#### CONSEGNA:
Risponda alle seguenti domande sulla recensione di «Noi di Inessa»:
(a) Quale re dei Siculi viene ricordato a proposito della città scomparsa di Inessa?
(b) Quali generi comprende la produzione letteraria di Giuseppe Marius Conte?
(c) A quale filosofo viene attribuita l'espressione «natura naturans»?

#### ESTRATTO DEL TESTO:
+ + +
IL PENSIERO MEDITERRANEO

Incontri di Culture sulle sponde del mediterraneo – Rivista Culturale online

Giuseppe Marius Conte, Noi di Inessa. Rime barbare, Avola, Libreria Editrice Urso, 2024

CONTE MARIUS COP 2024

di Vincenzo Fiaschitello

Un tratto essenziale della poesia di Giuseppe Marius Conte è la ricerca di un senso della esistenza, della sacralità di un passato e di un presente, non soltanto nel silenzio interiore ma anche nel desiderio del colloquio con gli altri.

Prova ne sia lo stesso titolo dato alla plaquette. Il poeta non scrive “Io di Inessa”, ma “Noi di Inessa”, intendendo con ciò coinvolgere l’intera comunità della sua giovinezza e del tempo presente, oltre che di quella comunità vissuta anticamente nella città scomparsa (Inessa), ridotta in cenere, nonostante il valore di eroi come Ducezio, re dei Siculi.

La sua incessante attività lo ha spinto a una ricca produzione letteraria (lavori teatrali, romanzi, racconti, poesie, traduzioni, saggi storiografici), frutto di un intenso e sistematico studio che respinge chiaramente l’idea di una ispirazione improvvisa e superficiale.

I suoi versi veicolano emozioni, sentimenti, valori, che, nel richiamare la cultura greca, sono orientati a trovare risposte a quelle eterne domande dell’umanità riguardo al senso della vita, alla sua fragilità, all’amore, alla bellezza del cosmo.

Trovo nel discorso complessivo di questa plaquette (poesia e prosa) di G.M. Conte accanto alla drammaticità del tempo che travolge nel suo vortice ogni cosa e gli uomini con i loro sogni, con i loro desideri, quella profonda consapevolezza etica che nobilita il nostro essere nel mondo. Se, infatti, la vita è un misto di caos e di ordine, se la natura ha un suo inalterabile procedere secondo le proprie leggi, è cioè madre (natura naturans, come diceva Spinoza), che genera tutti i viventi e le cose (natura naturata), dobbiamo avvertire il dovere, noi uomini, di elevarci con mente e cuore a quello stato di grazia che garantisce a noi e alla comunità con la quale interagiamo quella sapienza che sola è condizione di pace, di giustizia e di bellezza.
+ + +
#### DATI ESTRATTI:

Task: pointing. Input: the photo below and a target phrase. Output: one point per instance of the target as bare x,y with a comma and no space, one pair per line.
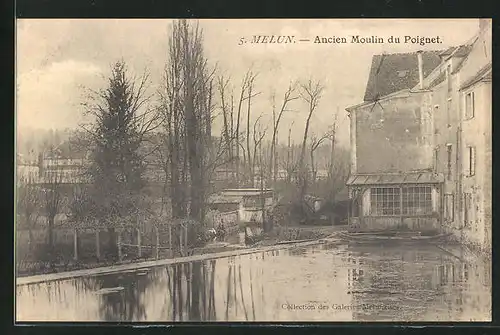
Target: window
468,215
407,200
449,152
436,158
469,105
449,207
417,200
385,201
471,161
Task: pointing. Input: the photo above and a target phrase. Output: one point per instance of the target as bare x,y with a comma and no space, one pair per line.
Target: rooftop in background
394,72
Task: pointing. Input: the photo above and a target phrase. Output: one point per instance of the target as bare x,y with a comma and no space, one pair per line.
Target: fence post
75,244
180,239
139,249
157,242
119,242
98,244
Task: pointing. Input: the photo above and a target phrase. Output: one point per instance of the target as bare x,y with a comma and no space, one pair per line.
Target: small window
471,161
469,105
449,150
417,200
385,201
449,207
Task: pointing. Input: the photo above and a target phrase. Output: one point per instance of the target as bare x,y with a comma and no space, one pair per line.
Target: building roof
402,178
394,72
483,74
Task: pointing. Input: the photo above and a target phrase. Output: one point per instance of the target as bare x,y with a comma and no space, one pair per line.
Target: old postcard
253,170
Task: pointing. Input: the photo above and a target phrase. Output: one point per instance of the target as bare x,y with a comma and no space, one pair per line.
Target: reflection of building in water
468,288
419,285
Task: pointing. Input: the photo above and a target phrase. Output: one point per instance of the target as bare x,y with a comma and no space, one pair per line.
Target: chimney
483,24
420,69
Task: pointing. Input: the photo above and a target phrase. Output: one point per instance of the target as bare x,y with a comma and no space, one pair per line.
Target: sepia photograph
253,170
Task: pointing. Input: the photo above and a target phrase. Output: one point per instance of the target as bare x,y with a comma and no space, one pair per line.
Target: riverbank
276,237
155,263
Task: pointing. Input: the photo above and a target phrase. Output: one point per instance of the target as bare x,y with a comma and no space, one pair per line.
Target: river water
328,282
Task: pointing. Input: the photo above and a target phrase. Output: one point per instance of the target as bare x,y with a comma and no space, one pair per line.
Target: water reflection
322,283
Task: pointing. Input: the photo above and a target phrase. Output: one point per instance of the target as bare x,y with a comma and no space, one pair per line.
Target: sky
56,58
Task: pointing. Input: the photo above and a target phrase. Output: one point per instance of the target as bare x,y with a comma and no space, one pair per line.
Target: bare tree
28,204
52,201
311,94
258,136
287,98
242,98
250,95
122,119
315,143
186,102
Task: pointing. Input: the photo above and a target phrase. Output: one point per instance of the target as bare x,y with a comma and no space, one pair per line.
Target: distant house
247,202
63,163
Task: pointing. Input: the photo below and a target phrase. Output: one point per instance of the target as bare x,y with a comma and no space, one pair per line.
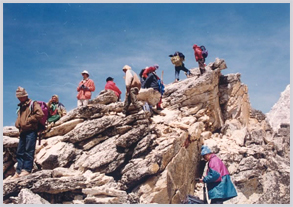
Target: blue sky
47,46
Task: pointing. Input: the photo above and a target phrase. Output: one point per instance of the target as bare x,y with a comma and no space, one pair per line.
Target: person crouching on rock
133,86
220,187
177,60
151,81
28,117
85,89
199,58
56,109
110,85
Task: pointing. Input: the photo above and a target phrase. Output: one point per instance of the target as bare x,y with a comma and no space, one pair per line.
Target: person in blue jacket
219,184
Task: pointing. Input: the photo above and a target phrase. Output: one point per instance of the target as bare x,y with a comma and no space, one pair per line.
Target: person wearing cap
+ + +
#### SOLUZIONE:
(a) Ducezio.
(b) Lavori teatrali, romanzi, racconti, poesie, traduzioni e saggi storiografici.
(c) Spinoza.